-- START OF GIVEN DATA --

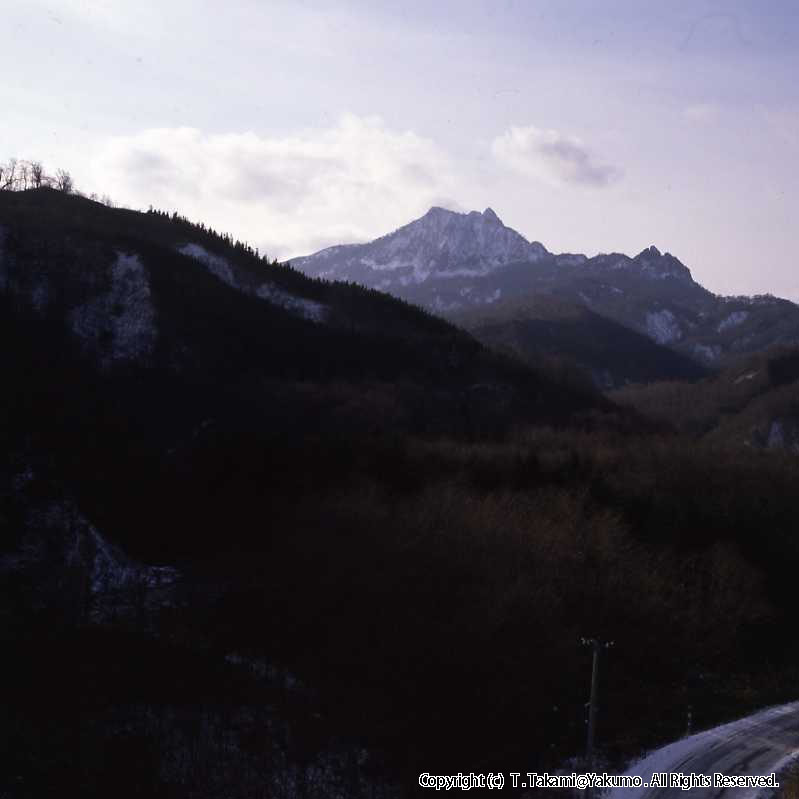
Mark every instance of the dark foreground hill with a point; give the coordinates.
(753, 404)
(268, 536)
(547, 332)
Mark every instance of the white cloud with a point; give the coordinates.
(289, 195)
(551, 156)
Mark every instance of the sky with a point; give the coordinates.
(588, 125)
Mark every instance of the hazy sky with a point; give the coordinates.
(591, 126)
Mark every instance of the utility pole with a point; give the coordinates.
(597, 646)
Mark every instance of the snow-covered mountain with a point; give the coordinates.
(440, 245)
(454, 264)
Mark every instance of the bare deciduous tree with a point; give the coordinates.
(64, 182)
(8, 177)
(37, 174)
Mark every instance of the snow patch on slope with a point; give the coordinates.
(119, 323)
(220, 267)
(663, 327)
(735, 318)
(216, 264)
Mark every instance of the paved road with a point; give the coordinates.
(756, 745)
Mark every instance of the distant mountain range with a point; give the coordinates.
(454, 263)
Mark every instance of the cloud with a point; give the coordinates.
(551, 156)
(288, 194)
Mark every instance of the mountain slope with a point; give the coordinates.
(136, 292)
(754, 403)
(450, 263)
(544, 330)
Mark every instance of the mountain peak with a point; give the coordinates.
(649, 252)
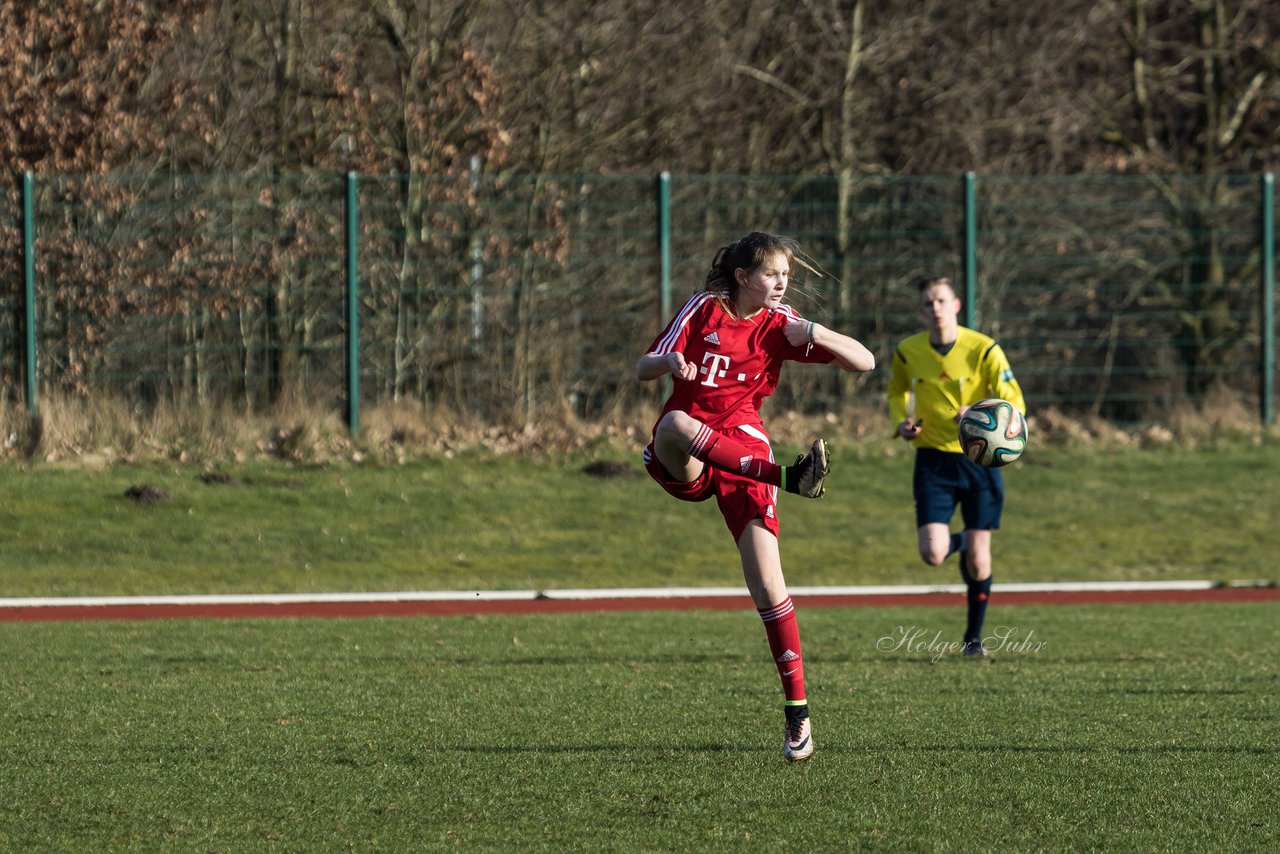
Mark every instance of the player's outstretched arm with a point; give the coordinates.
(849, 352)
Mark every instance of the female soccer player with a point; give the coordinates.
(947, 369)
(725, 351)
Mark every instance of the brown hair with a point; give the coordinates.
(929, 281)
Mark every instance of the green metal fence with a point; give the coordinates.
(525, 297)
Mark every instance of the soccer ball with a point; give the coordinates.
(992, 433)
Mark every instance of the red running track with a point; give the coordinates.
(455, 608)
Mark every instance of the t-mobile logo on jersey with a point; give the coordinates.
(717, 370)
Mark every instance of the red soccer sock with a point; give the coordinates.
(784, 634)
(725, 452)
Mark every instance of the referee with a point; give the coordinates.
(936, 375)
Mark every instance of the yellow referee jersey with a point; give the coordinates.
(933, 387)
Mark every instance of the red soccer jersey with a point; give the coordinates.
(739, 361)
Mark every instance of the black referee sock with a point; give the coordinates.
(979, 592)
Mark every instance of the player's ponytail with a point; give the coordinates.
(746, 252)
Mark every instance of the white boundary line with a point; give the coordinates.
(613, 593)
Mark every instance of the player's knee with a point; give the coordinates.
(933, 557)
(677, 423)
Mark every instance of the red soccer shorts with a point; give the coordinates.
(741, 501)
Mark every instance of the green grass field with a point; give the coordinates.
(1133, 727)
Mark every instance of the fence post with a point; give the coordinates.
(28, 290)
(664, 259)
(352, 307)
(1267, 396)
(970, 250)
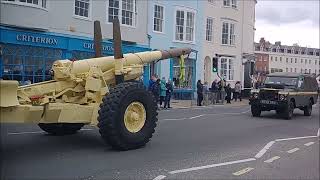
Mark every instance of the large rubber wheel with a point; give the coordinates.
(60, 129)
(255, 111)
(288, 112)
(128, 116)
(307, 111)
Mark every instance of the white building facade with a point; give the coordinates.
(296, 59)
(229, 28)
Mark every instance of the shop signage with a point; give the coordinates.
(37, 39)
(90, 46)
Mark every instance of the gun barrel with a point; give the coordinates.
(107, 63)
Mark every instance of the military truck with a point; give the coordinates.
(284, 92)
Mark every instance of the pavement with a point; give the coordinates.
(212, 142)
(176, 104)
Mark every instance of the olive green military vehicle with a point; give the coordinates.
(284, 92)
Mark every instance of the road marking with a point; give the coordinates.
(33, 132)
(264, 150)
(211, 166)
(197, 116)
(159, 177)
(178, 119)
(309, 143)
(194, 117)
(272, 159)
(287, 139)
(293, 150)
(39, 132)
(243, 171)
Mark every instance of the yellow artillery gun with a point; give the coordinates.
(102, 91)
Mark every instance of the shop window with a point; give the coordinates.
(23, 63)
(189, 67)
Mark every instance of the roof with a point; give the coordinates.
(286, 74)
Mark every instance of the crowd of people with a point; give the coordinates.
(218, 92)
(162, 90)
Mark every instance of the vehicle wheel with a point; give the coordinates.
(255, 111)
(308, 109)
(128, 116)
(60, 129)
(288, 113)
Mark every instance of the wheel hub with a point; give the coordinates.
(135, 117)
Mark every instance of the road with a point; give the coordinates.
(214, 142)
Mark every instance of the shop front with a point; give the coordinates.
(27, 56)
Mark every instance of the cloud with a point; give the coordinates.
(287, 12)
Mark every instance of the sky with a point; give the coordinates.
(288, 21)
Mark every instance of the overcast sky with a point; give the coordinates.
(288, 21)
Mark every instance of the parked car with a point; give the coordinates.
(284, 92)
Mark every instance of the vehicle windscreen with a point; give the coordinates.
(285, 81)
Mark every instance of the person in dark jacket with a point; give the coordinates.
(151, 82)
(214, 91)
(199, 92)
(155, 89)
(168, 94)
(228, 92)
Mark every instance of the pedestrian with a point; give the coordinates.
(214, 91)
(228, 91)
(199, 92)
(237, 91)
(169, 91)
(163, 90)
(151, 82)
(206, 93)
(223, 92)
(155, 89)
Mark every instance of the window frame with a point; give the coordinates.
(83, 17)
(230, 68)
(163, 20)
(17, 2)
(134, 18)
(208, 33)
(185, 11)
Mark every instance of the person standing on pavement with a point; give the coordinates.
(169, 91)
(199, 92)
(151, 82)
(155, 89)
(206, 93)
(163, 90)
(223, 91)
(237, 91)
(228, 92)
(214, 91)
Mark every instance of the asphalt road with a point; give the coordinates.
(198, 143)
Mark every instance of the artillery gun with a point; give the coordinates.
(101, 91)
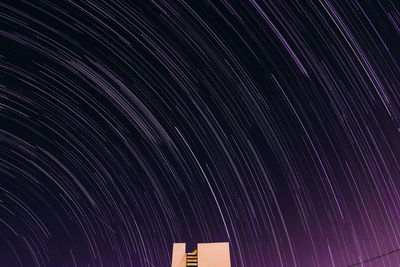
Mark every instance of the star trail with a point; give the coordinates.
(126, 126)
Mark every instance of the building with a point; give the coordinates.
(206, 255)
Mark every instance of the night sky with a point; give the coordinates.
(126, 126)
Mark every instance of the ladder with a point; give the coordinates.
(191, 259)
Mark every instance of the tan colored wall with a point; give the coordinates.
(179, 255)
(213, 255)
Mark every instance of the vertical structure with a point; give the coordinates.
(179, 255)
(206, 255)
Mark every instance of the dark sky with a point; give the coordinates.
(126, 126)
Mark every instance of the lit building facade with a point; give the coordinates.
(206, 255)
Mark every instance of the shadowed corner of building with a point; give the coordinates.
(206, 255)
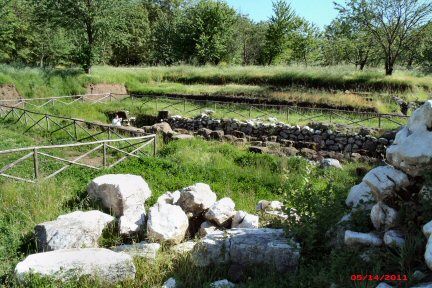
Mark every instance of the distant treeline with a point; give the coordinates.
(49, 33)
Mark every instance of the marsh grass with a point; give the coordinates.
(315, 85)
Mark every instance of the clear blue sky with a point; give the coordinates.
(320, 12)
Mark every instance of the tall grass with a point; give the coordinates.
(33, 82)
(230, 171)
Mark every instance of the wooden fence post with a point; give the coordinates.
(75, 133)
(105, 155)
(36, 163)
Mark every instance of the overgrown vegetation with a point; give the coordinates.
(365, 33)
(298, 85)
(317, 194)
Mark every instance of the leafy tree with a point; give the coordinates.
(93, 24)
(424, 56)
(394, 24)
(134, 47)
(251, 40)
(15, 31)
(280, 24)
(304, 43)
(350, 42)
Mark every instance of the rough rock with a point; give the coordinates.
(163, 127)
(74, 230)
(196, 199)
(169, 198)
(411, 150)
(182, 137)
(124, 195)
(359, 196)
(221, 212)
(170, 283)
(383, 216)
(394, 238)
(385, 180)
(222, 284)
(427, 229)
(329, 162)
(184, 247)
(245, 220)
(143, 249)
(428, 253)
(167, 223)
(356, 238)
(68, 264)
(132, 221)
(206, 228)
(264, 205)
(248, 247)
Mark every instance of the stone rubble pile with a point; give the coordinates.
(69, 244)
(408, 158)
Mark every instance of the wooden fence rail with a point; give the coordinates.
(134, 146)
(77, 130)
(245, 110)
(226, 108)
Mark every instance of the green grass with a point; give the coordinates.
(313, 85)
(150, 106)
(231, 171)
(317, 194)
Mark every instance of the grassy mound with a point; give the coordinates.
(315, 85)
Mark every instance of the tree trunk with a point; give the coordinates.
(389, 67)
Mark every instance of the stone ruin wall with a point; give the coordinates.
(320, 137)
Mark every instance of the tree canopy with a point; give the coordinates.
(51, 33)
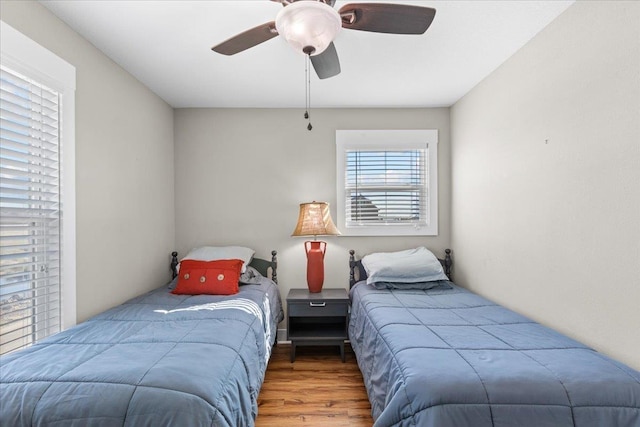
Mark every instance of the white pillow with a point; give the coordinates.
(213, 253)
(409, 266)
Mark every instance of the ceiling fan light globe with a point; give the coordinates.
(307, 24)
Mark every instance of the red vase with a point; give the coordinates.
(315, 264)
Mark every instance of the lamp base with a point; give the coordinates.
(315, 264)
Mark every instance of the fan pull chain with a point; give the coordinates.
(307, 91)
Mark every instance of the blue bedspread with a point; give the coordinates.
(452, 358)
(156, 360)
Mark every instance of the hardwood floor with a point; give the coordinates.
(316, 390)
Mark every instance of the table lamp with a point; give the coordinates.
(315, 220)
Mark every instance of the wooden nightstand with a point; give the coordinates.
(317, 318)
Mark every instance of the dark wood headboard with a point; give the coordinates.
(262, 265)
(447, 264)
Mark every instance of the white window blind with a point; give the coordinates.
(387, 182)
(30, 253)
(385, 187)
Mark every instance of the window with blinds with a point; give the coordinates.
(30, 295)
(387, 182)
(385, 187)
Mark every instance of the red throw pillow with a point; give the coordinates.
(208, 277)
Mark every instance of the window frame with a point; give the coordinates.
(23, 55)
(389, 140)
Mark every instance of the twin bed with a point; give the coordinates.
(439, 355)
(431, 354)
(160, 359)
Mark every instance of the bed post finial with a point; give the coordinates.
(448, 262)
(274, 266)
(352, 266)
(174, 264)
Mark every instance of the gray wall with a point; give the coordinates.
(241, 175)
(124, 168)
(546, 173)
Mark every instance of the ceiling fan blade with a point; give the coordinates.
(247, 39)
(327, 64)
(387, 18)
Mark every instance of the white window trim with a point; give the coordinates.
(384, 140)
(25, 56)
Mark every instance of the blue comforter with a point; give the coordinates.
(448, 357)
(156, 360)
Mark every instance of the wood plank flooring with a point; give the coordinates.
(316, 390)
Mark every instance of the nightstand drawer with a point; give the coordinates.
(318, 308)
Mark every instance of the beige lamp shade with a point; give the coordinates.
(315, 220)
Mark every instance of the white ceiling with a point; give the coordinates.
(167, 46)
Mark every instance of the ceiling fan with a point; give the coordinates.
(310, 26)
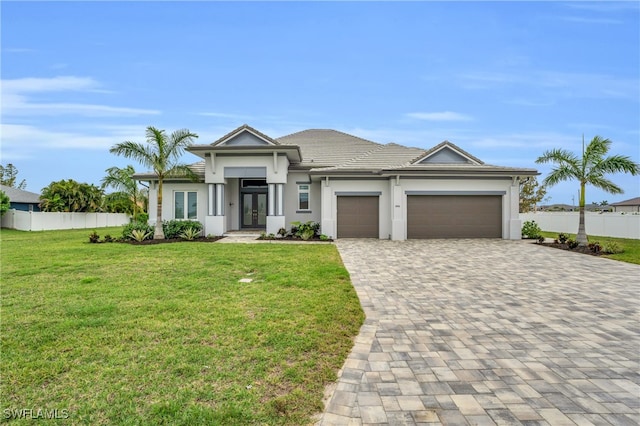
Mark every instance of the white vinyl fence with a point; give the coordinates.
(41, 221)
(601, 224)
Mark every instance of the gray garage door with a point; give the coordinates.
(454, 216)
(358, 217)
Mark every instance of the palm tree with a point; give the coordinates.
(588, 170)
(122, 180)
(161, 154)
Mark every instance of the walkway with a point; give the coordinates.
(489, 332)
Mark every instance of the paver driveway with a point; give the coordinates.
(485, 332)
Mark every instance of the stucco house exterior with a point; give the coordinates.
(352, 186)
(22, 200)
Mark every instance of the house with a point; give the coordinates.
(22, 200)
(627, 206)
(352, 186)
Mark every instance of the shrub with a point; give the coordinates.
(530, 229)
(136, 226)
(306, 230)
(94, 237)
(190, 234)
(611, 247)
(142, 217)
(139, 235)
(175, 228)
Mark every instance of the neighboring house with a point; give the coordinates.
(351, 186)
(559, 208)
(627, 206)
(22, 200)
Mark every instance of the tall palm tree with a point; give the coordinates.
(590, 169)
(161, 154)
(122, 180)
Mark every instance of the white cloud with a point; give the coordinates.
(17, 98)
(563, 84)
(225, 115)
(55, 84)
(584, 20)
(439, 116)
(541, 140)
(24, 140)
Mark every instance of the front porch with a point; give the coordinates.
(245, 204)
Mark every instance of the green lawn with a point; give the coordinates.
(631, 253)
(165, 334)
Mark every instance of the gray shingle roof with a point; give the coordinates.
(239, 130)
(332, 151)
(19, 196)
(631, 202)
(327, 148)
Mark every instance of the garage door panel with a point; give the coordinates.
(450, 216)
(358, 217)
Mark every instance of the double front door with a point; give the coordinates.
(254, 209)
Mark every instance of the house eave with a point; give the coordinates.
(291, 151)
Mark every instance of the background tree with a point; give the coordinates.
(122, 181)
(590, 169)
(71, 196)
(160, 153)
(531, 193)
(9, 177)
(4, 203)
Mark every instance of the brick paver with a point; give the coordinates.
(489, 332)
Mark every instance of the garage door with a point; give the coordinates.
(358, 217)
(454, 216)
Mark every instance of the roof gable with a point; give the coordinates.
(245, 136)
(19, 196)
(447, 153)
(630, 202)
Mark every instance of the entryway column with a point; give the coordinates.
(211, 200)
(272, 200)
(215, 222)
(219, 210)
(279, 199)
(275, 217)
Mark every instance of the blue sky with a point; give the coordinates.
(503, 80)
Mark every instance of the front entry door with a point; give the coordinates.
(254, 210)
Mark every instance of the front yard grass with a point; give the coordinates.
(631, 253)
(166, 334)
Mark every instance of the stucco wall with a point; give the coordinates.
(600, 224)
(43, 221)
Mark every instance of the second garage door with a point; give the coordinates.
(358, 217)
(454, 216)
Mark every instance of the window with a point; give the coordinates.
(303, 197)
(188, 199)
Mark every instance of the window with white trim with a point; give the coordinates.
(303, 197)
(185, 205)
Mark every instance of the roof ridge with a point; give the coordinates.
(362, 156)
(239, 129)
(330, 130)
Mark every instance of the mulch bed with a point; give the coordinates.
(174, 240)
(298, 240)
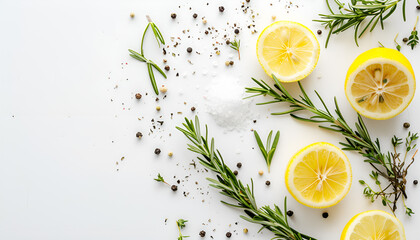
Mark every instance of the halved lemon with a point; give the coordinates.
(319, 175)
(380, 83)
(288, 50)
(372, 225)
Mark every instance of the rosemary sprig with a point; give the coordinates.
(271, 219)
(235, 46)
(389, 166)
(140, 56)
(180, 223)
(358, 12)
(413, 40)
(269, 150)
(160, 179)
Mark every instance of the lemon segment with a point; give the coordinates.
(380, 83)
(288, 50)
(319, 175)
(372, 225)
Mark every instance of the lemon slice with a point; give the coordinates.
(372, 225)
(288, 50)
(319, 175)
(380, 83)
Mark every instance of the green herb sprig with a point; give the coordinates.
(140, 56)
(374, 12)
(413, 40)
(388, 165)
(271, 219)
(268, 150)
(235, 45)
(180, 223)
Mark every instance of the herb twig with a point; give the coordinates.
(160, 179)
(235, 45)
(140, 56)
(413, 40)
(357, 12)
(390, 165)
(271, 219)
(180, 223)
(268, 150)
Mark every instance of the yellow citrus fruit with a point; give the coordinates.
(372, 225)
(288, 50)
(319, 175)
(380, 83)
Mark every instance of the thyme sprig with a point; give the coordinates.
(271, 219)
(357, 12)
(140, 56)
(235, 45)
(388, 165)
(270, 148)
(180, 223)
(413, 40)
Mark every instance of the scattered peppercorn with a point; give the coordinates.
(157, 151)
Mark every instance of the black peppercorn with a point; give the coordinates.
(157, 151)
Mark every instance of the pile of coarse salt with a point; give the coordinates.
(226, 104)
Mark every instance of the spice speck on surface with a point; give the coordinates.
(157, 151)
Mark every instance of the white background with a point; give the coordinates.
(61, 135)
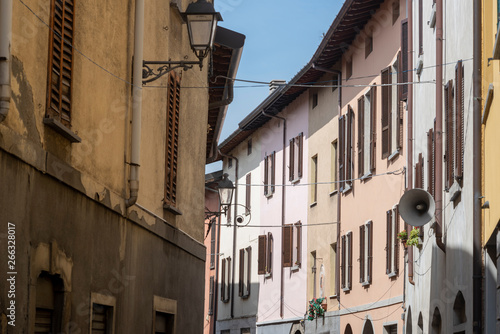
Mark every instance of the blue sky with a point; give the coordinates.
(281, 37)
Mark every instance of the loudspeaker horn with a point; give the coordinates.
(417, 207)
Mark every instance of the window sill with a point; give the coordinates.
(58, 127)
(393, 155)
(172, 209)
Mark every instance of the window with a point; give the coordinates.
(346, 263)
(245, 264)
(225, 277)
(314, 100)
(454, 133)
(366, 133)
(392, 111)
(248, 193)
(265, 255)
(368, 45)
(333, 269)
(314, 179)
(365, 253)
(164, 323)
(392, 245)
(333, 168)
(211, 296)
(296, 153)
(269, 174)
(102, 318)
(212, 245)
(59, 103)
(49, 303)
(172, 144)
(348, 69)
(292, 245)
(395, 11)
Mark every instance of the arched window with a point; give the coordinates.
(436, 322)
(368, 328)
(49, 303)
(459, 316)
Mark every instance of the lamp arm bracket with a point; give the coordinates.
(160, 68)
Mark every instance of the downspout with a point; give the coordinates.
(5, 56)
(409, 170)
(438, 229)
(136, 104)
(234, 228)
(283, 181)
(476, 181)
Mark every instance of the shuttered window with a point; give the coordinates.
(346, 263)
(102, 319)
(296, 157)
(392, 245)
(211, 296)
(269, 174)
(386, 113)
(244, 272)
(59, 105)
(248, 193)
(172, 140)
(265, 254)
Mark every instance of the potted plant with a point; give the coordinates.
(316, 308)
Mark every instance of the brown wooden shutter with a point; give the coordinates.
(287, 245)
(361, 253)
(266, 175)
(369, 230)
(223, 280)
(396, 240)
(242, 270)
(299, 243)
(59, 104)
(248, 193)
(172, 142)
(273, 172)
(361, 135)
(291, 160)
(270, 242)
(373, 129)
(449, 154)
(341, 157)
(261, 265)
(343, 263)
(459, 120)
(300, 138)
(388, 243)
(349, 271)
(430, 162)
(404, 58)
(386, 112)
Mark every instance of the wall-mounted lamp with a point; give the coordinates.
(201, 19)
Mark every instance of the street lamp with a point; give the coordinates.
(201, 19)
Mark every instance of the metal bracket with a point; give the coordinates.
(161, 68)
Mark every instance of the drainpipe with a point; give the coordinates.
(136, 104)
(438, 229)
(476, 181)
(234, 227)
(5, 56)
(409, 170)
(282, 283)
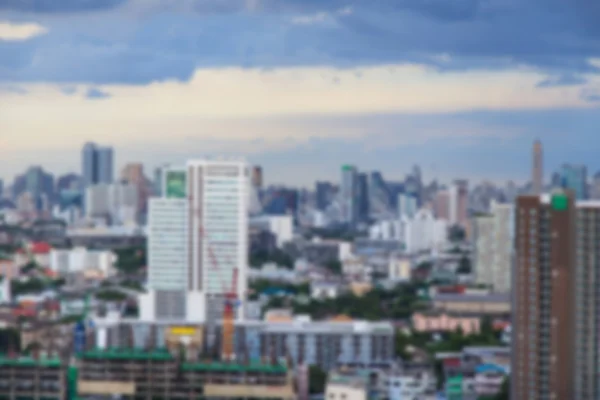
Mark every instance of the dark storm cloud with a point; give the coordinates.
(172, 38)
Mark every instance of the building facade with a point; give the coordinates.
(556, 314)
(198, 234)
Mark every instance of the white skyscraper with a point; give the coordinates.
(197, 238)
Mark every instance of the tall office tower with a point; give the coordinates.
(198, 235)
(133, 174)
(574, 177)
(323, 191)
(362, 197)
(493, 235)
(348, 190)
(537, 170)
(97, 164)
(257, 177)
(379, 196)
(556, 316)
(458, 203)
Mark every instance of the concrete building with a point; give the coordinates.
(425, 232)
(282, 226)
(322, 343)
(97, 164)
(494, 246)
(556, 301)
(81, 259)
(198, 236)
(458, 203)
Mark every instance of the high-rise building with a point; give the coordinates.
(441, 205)
(407, 205)
(537, 170)
(556, 314)
(323, 192)
(257, 177)
(198, 232)
(133, 174)
(574, 177)
(348, 190)
(379, 196)
(458, 203)
(493, 235)
(97, 164)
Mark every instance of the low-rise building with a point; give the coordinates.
(490, 304)
(435, 321)
(81, 259)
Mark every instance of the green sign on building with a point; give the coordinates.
(560, 202)
(175, 184)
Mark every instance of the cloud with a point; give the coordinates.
(162, 39)
(562, 80)
(235, 104)
(18, 32)
(95, 94)
(58, 6)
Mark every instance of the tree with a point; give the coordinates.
(334, 266)
(317, 378)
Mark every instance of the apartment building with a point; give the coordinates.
(555, 313)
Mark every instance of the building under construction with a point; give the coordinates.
(142, 374)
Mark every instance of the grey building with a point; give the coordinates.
(97, 164)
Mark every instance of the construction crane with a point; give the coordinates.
(231, 301)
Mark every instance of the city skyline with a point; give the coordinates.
(466, 92)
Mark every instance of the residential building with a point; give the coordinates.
(5, 293)
(198, 241)
(458, 203)
(97, 164)
(322, 343)
(282, 226)
(556, 301)
(407, 205)
(348, 190)
(574, 178)
(81, 259)
(441, 205)
(400, 268)
(425, 232)
(494, 246)
(490, 304)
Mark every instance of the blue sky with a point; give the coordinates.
(301, 86)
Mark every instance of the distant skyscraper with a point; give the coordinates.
(133, 173)
(97, 164)
(537, 171)
(198, 233)
(574, 177)
(348, 190)
(379, 196)
(323, 192)
(257, 177)
(458, 203)
(556, 302)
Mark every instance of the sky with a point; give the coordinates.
(301, 87)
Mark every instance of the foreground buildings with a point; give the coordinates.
(555, 312)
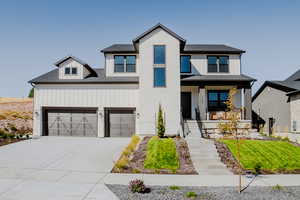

-- END OF GIVEN DATA --

§ **TASK BRIEF**:
Which lines in the data above contain the word "house"? Locate them and copy each one in full.

§ **SOLUTION**:
Mark every instance of the stucco house exterior with a point; give the coordinates.
Mark every instance of the house with a point; give the coordinates.
Mark every instance of the neighboring house with a point; give the coordinates.
Mark every instance of the house eave with a point; give the coordinates.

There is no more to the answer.